= Problems and tasks =
(A) Answer each question from the blog excerpt.
(i) Who is named as the Middle East editor for the Guardian?
(ii) According to the writer, what did the Tunisian dictator do in the end?
(iii) Who wrote the Guardian piece dated Saturday Jan 8, 2011?
(B) Quote a passage from the blog excerpt word for word. Begin at the words "The Tunisian Threat" and stop after "persons and property.".

= Source passage =
# # # # # # #

Saturday, January 15, 2011

The Tunisian Threat

Ian Black, Middle East editor for the Guardian, has an interesting report on the threat that the Tunisian riots can be to other regimes in the Arab world. Tunisia unrest a wake-up call for the region: Bloody street clashes in Tunis trigger fears of a domino effect that could shake other authoritarian states

Even so, I wonder. The demonstrations, so widespread, could easily turn into looting and rioting that other repressive states can use to justify their repressive measures. We certainly hope that these developments will induce social changes in the Middle East that will allow open debate and popular suffrage.

But repressive regimes have persisted for generations for a reason, and that reason has not changed: These are regimes that, if truly threatened, are willing to take extreme measures, including torture and illegal searches and seizures of persons and property.

In fact, it is significant that the Tunisian dictator in the end backed off. Will the others do so also?

Monday, January 10, 2011

The Guardian on Salmaan Taseer and Aasia Bibi

The Guardian has a report on how the death of Salmaan Taseer and the accusations of Aasia Bibi relate. Like so many other reports from Pakistan, the story is ominous. It explains in more detail why the more liberal minded Pakistanis are beginning to lose hope of turning the country around and are thinking they no longer belong there. [See also: aasia-bibi-salmaan-taseer-assassination "Pakistan supporters fear for safety of Aasia Bibi after Taseer killing Christian woman is on death row under blasphemy laws that Punjab governor Salmaan Taseer had condemned before his assassination"]

The following is by Declan Walsh from the Guardian Saturday Jan 8, 2011. [click on the title for a direct link to the source]

Salmaan Taseer, Aasia Bibi and Pakistan's struggle with extremism
In the home village of the Christian woman sentenced to death for blasphemy, there was little sympathy for the politician who was assassinated for supporting her.

# # # # # # #

= Data listing =
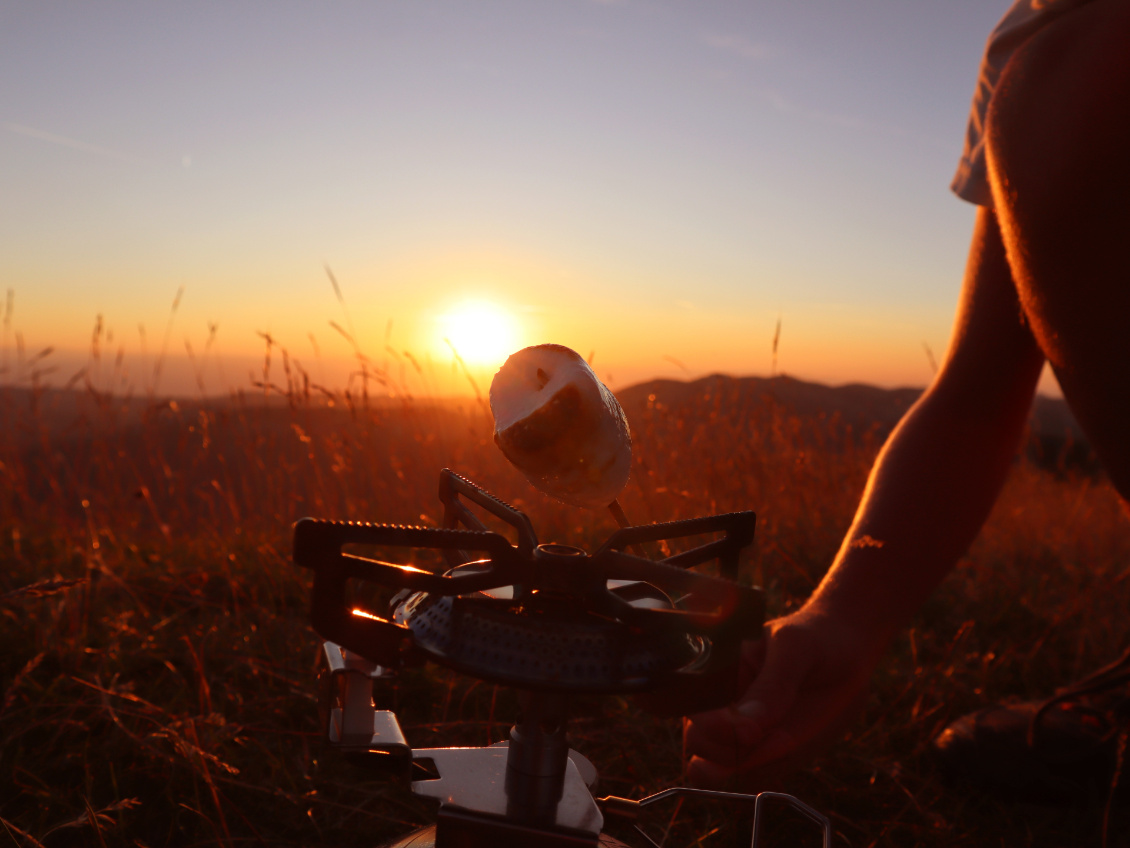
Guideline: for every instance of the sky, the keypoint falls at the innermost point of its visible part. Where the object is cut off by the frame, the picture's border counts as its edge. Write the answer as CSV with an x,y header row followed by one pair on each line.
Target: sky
x,y
655,184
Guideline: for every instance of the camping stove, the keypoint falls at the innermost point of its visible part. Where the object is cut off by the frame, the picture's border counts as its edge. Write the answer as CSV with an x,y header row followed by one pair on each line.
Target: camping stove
x,y
547,620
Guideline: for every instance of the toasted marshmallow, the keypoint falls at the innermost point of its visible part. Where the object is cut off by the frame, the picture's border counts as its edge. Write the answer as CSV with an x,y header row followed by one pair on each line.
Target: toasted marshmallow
x,y
561,426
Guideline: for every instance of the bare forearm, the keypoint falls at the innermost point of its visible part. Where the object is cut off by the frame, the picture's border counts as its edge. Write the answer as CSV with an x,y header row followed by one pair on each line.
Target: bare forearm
x,y
941,469
926,501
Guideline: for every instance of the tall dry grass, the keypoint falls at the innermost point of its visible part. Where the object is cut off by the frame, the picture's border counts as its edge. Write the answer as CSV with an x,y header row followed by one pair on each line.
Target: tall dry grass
x,y
157,668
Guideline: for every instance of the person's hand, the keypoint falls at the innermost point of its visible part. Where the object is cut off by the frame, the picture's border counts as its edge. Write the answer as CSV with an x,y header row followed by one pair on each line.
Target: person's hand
x,y
802,683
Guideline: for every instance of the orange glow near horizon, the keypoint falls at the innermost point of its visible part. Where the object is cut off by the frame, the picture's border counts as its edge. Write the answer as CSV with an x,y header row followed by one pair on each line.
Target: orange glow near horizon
x,y
483,334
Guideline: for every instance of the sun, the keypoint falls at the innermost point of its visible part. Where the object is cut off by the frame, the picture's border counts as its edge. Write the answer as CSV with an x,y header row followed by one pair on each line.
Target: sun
x,y
483,334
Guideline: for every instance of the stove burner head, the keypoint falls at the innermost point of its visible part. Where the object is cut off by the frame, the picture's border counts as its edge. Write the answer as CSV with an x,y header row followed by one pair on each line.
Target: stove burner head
x,y
547,641
548,617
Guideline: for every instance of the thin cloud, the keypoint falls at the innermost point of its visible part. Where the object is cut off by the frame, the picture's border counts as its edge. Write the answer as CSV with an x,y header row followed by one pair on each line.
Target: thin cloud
x,y
739,45
780,103
63,141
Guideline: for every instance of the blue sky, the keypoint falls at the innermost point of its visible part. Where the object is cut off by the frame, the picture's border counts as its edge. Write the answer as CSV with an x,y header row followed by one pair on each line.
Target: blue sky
x,y
658,182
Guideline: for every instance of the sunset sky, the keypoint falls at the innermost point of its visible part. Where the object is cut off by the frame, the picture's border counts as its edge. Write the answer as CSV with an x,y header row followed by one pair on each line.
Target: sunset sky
x,y
655,183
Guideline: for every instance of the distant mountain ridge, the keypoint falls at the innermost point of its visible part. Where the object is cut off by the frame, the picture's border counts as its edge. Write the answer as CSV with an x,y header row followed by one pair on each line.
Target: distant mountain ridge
x,y
858,405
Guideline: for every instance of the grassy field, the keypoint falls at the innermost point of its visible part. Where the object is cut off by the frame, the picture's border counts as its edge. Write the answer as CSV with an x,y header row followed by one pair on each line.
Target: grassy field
x,y
157,671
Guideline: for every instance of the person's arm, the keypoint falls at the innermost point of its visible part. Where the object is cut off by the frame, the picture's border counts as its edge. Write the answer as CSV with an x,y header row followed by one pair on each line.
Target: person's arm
x,y
929,493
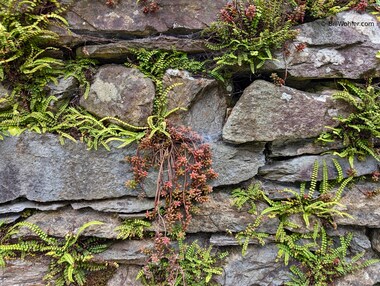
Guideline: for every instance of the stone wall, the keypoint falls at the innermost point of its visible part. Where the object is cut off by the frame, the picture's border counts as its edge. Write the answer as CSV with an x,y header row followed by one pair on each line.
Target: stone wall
x,y
266,134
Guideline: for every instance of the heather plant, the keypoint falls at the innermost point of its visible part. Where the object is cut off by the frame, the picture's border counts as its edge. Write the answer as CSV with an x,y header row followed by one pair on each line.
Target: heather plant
x,y
183,163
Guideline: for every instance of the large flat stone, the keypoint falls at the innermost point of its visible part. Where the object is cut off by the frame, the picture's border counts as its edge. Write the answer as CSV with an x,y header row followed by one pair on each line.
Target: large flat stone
x,y
61,222
121,49
257,267
204,100
125,275
127,18
266,112
39,168
291,148
127,251
363,207
334,50
218,215
121,92
300,169
20,206
235,164
121,206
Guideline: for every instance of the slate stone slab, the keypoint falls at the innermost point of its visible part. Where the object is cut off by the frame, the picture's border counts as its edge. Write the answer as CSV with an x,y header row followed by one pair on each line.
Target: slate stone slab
x,y
335,49
121,92
266,112
300,169
39,168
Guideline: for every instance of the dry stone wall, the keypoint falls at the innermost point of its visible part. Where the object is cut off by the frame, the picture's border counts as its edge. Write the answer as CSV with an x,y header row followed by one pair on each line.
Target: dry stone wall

# # # # # # #

= Expected results =
(A)
(i) Ian Black
(ii) He backed off.
(iii) Declan Walsh

(B)
The Tunisian Threat

Ian Black, Middle East editor for the Guardian, has an interesting report on the threat that the Tunisian riots can be to other regimes in the Arab world. Tunisia unrest a wake-up call for the region: Bloody street clashes in Tunis trigger fears of a domino effect that could shake other authoritarian states

Even so, I wonder. The demonstrations, so widespread, could easily turn into looting and rioting that other repressive states can use to justify their repressive measures. We certainly hope that these developments will induce social changes in the Middle East that will allow open debate and popular suffrage.

But repressive regimes have persisted for generations for a reason, and that reason has not changed: These are regimes that, if truly threatened, are willing to take extreme measures, including torture and illegal searches and seizures of persons and property.